REQUIRED TASKS:
1. In the text on Suboxone dosing and prescribing, retype the passage starting with "I better stop" and going on through "is not familiar with.".
2. Rewrite the paragraph of the text on Suboxone dosing and prescribing that begins "You are correct about the requirements" as a shorter bulleted list that keeps its main facts.
3. Continue the text on Suboxone dosing and prescribing from the point where it ends.

EXCERPT TO READ:
◆ ◆ ◆
I tend to wander a bit… but as for specifics, the starting dose of Suboxone would be about 4-8 mg.  The usual ‘final’ dose is about 16 mg.  Some pain patients claim more pain relief from higher doses, but I am skeptical of anything more than a placebo effect, as we know that buprenorphine’s effects at mu opiate receptors are subject to the ‘ceiling’ that I have been referring to.  Similarly, dosing once per day will result in complete, constant binding of all of your mu opiate receptors–  dosing twice or three times per day will cost more and be more trouble but probably has no benefit beyond the placebo effects.

You are correct about the requirements for Suboxone prescribing;  any doc can use it for pain.  It may be helpful to write ‘for pain treatment’ on the script; that way the pharmacist may be less likely to question it.  BUT…  that does not mean thats a doctor will prescribe it or that a pharmacist will fill it.  There is a great deal of ignorance about Suboxone, and many docs just don’t want to mess with something that they are not familiar with.  Moreover I have noticed that many pharmacists have become more active in controlling prescriptions; many times I have run up against pharmacists who simply refuse to fill something for reasons that are highly suspect, including ‘I don’t like the looks of the guy’  (I honestly have heard that!). 

Sorry Walgreens, but when I have had problems it almost always has been from one of your pharmacists.  Surprisingly, I have had problems with many different Walgreens locations!  I don’t think this is true, but I sometimes wonder if Walgreens trains their pharmacists to be jerks– patients have told me that they were told ‘your doc is breaking the law’ or ‘your dose should be lower’…  Then I had the Walgreens pharmacist call after cutting all of the controlled-release pills for a patient in half because he didn’t have the lower dose in stock, and asking for me to write a script instructing him to do what he had already done (which, by the way, results in the dangerous, instant release of 12 hours of medication)…

I better stop before I get carried away.  But I don’t like that particular pharmacy chain.

Anyway, as I was saying, your doc or pharmacist may not go along with you, and there is nothing you can do about that.  I do not recommend that you threaten your doc; he is not required to prescribe what you want him to.  And frankly, it is always a bit dangerous for a doc to prescribe meds that he/she is not familiar with.
◆ ◆ ◆
MATERIAL SHOWN:

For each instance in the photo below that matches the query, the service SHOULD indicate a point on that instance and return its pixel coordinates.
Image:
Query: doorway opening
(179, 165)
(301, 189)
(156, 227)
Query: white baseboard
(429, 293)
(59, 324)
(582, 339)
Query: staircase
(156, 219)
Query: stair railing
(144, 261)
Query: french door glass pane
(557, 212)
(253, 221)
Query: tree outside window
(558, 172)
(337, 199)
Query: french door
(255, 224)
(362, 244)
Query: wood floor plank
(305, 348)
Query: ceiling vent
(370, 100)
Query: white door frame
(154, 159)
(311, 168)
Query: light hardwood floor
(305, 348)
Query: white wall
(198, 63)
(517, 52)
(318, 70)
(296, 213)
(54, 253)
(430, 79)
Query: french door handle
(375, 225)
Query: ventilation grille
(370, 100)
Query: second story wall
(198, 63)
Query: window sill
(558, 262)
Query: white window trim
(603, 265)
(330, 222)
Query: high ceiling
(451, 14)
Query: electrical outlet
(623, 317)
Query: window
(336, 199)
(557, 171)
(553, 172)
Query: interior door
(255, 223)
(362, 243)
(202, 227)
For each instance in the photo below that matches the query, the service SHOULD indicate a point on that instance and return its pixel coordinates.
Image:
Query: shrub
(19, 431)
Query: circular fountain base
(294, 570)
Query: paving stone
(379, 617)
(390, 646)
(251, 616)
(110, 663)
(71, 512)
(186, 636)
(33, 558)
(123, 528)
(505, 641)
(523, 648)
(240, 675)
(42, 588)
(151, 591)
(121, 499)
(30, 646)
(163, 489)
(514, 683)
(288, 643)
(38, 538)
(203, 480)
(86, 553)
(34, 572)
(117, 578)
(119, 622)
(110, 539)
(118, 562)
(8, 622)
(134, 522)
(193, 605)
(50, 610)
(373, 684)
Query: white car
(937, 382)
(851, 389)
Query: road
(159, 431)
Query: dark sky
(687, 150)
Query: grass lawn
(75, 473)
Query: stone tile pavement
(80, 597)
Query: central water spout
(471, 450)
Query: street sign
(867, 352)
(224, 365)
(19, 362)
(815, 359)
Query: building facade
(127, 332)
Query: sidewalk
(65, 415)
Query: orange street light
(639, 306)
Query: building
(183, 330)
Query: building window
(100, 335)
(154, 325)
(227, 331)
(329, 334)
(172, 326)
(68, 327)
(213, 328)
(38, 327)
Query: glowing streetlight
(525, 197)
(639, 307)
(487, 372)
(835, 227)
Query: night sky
◆ ◆ ◆
ANSWERS PROVIDED:
1.
I better stop before I get carried away.  But I don’t like that particular pharmacy chain.

Anyway, as I was saying, your doc or pharmacist may not go along with you, and there is nothing you can do about that.  I do not recommend that you threaten your doc; he is not required to prescribe what you want him to.  And frankly, it is always a bit dangerous for a doc to prescribe meds that he/she is not familiar with.

2.
- Any doctor may prescribe Suboxone for pain.
- Writing "for pain treatment" on the script may make the pharmacist less likely to question it.
- That does not mean a doctor will prescribe it or a pharmacist will fill it.
- Many doctors know little about Suboxone and avoid medications they are unfamiliar with.
- Many pharmacists have become more active in controlling prescriptions. Some refuse to fill them for highly suspect reasons, even "I don't like the looks of the guy."

3.
You asked if there was any ‘downside’; understand that you must not take Suboxone when you have opiate agonists in your system or else you will get VERY sick.  I took naltrexone once in a misguided attempt to get clean back in my using days;  I never want to be that sick again!  The other rules of Suboxone apply as well, the primary issue being to avoid taking benzos or other CNS depressants until you are tolerant to the Suboxone.   The other downside is that while you are on Suboxone, no other opiate agonists will work.  If you need emergency surgery you can be put to sleep OK but it can be difficult or impossible to get good pain control for a day or two afterward.  It takes AT LEAST several days to get the Suboxone out of your system.

I do not have references for use of buprenorphine for pain– I am actually out of town this week and don’t have access to everything I usually have access to.  The references are out there– as are references for use of buprenorphine for depression or other mood problems.  Understand that opiates are not ‘indicated’ for treatment of mood, and it is possible that a doc could get into trouble by using opiates for such an indication.  Given the issues of tolerance and addiction, I consider use of opiates as mood stabilizers or antidepressants to be extremely risky at best.  Yes, they do have the mood ‘side effects’, but that is a completely different issue than using an opiate primarily for mood effects.  I would not be surprised if there were state laws against using opiates for such purposes.

You are accurate with the ‘tolerance’ comments.  Suboxone causes tolerance that will reduce efficacy for pain treatment, but so do all other opiates.

I have to run– good luck with your doc.  Let us know what happens.